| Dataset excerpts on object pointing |
[start]
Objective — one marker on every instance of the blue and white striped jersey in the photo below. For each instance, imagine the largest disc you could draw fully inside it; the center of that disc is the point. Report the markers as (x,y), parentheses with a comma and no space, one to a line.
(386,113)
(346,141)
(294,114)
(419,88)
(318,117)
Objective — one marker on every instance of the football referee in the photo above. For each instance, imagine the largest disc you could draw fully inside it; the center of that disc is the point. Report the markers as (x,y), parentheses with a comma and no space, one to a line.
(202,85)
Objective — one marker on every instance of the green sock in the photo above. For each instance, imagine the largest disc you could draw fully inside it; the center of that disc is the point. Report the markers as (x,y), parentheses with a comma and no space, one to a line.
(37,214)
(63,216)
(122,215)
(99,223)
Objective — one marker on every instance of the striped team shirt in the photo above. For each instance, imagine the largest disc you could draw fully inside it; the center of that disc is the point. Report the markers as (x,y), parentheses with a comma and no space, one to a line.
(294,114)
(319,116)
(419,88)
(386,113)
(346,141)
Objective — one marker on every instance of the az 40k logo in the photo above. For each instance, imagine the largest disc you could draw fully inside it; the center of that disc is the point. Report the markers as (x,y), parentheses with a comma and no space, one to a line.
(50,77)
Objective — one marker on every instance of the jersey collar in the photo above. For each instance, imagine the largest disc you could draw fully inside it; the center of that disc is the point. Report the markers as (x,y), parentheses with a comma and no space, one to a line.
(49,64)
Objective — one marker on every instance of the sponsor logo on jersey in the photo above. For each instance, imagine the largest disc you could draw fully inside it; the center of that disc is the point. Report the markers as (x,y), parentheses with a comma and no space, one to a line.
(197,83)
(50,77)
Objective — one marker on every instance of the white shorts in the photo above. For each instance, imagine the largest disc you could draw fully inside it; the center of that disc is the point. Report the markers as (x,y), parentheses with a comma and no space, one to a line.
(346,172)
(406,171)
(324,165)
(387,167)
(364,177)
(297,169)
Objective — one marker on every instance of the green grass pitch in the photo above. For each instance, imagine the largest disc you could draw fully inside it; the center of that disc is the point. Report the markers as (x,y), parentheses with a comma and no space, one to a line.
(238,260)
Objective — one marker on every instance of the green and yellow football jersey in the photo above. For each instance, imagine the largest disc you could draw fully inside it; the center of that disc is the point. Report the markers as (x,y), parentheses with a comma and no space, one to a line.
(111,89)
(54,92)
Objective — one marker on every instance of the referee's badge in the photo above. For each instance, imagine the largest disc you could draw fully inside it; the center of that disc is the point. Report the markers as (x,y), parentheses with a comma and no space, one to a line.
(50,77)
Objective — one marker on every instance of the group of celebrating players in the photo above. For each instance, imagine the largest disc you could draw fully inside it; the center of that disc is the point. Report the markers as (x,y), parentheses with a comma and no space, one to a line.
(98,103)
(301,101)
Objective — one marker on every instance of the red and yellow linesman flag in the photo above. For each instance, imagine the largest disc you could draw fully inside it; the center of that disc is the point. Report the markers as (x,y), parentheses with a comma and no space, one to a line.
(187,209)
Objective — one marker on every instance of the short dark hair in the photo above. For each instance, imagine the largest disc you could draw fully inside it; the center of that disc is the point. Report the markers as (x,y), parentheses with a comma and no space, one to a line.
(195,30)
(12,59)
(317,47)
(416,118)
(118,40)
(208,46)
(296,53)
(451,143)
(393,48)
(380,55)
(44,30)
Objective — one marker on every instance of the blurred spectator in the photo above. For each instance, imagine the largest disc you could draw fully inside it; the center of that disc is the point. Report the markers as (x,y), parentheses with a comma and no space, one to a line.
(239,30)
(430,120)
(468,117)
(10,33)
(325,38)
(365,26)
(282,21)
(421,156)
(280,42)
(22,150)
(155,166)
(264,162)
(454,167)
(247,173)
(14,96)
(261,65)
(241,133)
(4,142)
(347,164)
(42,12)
[end]
| TO DO |
All entries shown above should be printed again exactly.

| WORKED SOLUTION |
Objective — one marker on every instance of the blue and white striped jersey in the photo below. For each instance, imagine the largest disc you could draw fully inside it; the center of that disc is the point. Report the markers as (x,y), parentheses with a comma and no space, one to a line.
(386,113)
(346,141)
(294,114)
(419,88)
(318,117)
Objective — one marker on every instance of the football referee in the photo above. For each instance, imagine the largest disc you could draw fully inside it; the center of that disc is the point. Report the markers as (x,y), parentheses with a comma and no space, one to a line.
(202,85)
Objective — one marker on every instance of the green sock in the photo above. For each instance, imagine the largest disc you could draw fully inside it; the center of that disc is the point. Report the markers as (x,y), parentheses with a comma and no space, one to a line.
(37,214)
(63,216)
(122,215)
(99,223)
Objective — one marker on every instance of the striped team shirt in the photo above. For each instance, imagine the largest disc you could draw fully inside it; the center of that disc is the point. Report the markers as (x,y), parentheses with a comma and no space, one to a line.
(294,114)
(319,116)
(419,88)
(386,113)
(346,141)
Objective — one marker on every instance of the az 40k logo in the photo above. For each instance, imagine the largest disc you could draw fully inside it; the center of that disc is the point. Report the markers as (x,y), parentheses with a comma and no space, one to a line.
(50,77)
Objective — one marker on every instance of the jersey collar in the photo above. For each instance, imagine the largest disc you could draw fully inside it; the center of that disc is the point. Report the markers as (x,y), parentheses with a comma and no space, one to a line.
(49,64)
Objective — one marker on every instance of the sponsor logo on jersey in the photo above. For each instance, imagine the largest disc you could draw fully inside it; the center of that disc is the point. Report the markers as (x,y), parentheses with a comma and no space, one to a line.
(197,83)
(50,77)
Objective — one marker on every instance of the white shorts in the photo above. For each instance, imagine the largest disc you could draw fully inside it; the center of that disc is the point. Report the markers as (x,y), parentheses with a comma and no space, one to a line.
(346,172)
(406,171)
(324,165)
(387,167)
(364,177)
(297,169)
Objective — one marker on every instance of the green grass pitch in the photo above. For each instance, imagine the largest disc you could draw fully inside it; the center of that disc is the point. Report the markers as (x,y), parentheses with a comma and no space, one to a line.
(238,260)
Objective — one marker on every instance of the green and yellow football jersey in the photo above. For each instance, imagine the largest disc you could draw fully inside it; the center of that disc is the point. Report the markers as (x,y), parentheses with a comma and no space, one to a line.
(111,89)
(54,92)
Objective — one marker on every instance of the referee's badge in the photo above. For each instance, imagine the largest disc you could draw fully inside it; the center of that disc is the point. Report the markers as (x,y), parentheses with a comma and no space, one to a line.
(50,77)
Objective — one marker on every instance of the group of celebrating players in the photo above. For each instance, imagine the largest disc you could draw fully inside it; the center of that disc is the point. Report the markers as (x,y), parentheses with a comma and no space, one to a line.
(98,103)
(301,101)
Objective — one marker on every instance of the red and yellow linesman flag in the photo above. For each instance, imagine the largest disc you could draw fully inside it; the center of that disc is the point. Report the markers as (x,y), parentheses with a comma and no space, one to a line.
(187,209)
Objective — one marker on every instance of the short dark hair in the photo above. For each instance, imagine the largest disc you could draw fully inside it; the center of that disc is the point. Report the markers as (x,y), parentheses with a comma and no space, one to a line.
(195,30)
(12,59)
(317,47)
(416,118)
(118,40)
(208,46)
(296,53)
(451,143)
(393,48)
(380,55)
(44,30)
Objective — one marker on every instance of the blurred spectator in the photo above. For each instance, imagine the largest disc you could draw fully inside it; the center of that disc is the point. Report the markers as (x,y), parentheses with a comma and no space, one to a line.
(239,30)
(430,120)
(468,117)
(10,33)
(325,38)
(365,26)
(282,21)
(421,156)
(280,42)
(22,150)
(155,166)
(264,162)
(454,167)
(247,173)
(14,96)
(261,65)
(241,133)
(4,142)
(347,164)
(42,12)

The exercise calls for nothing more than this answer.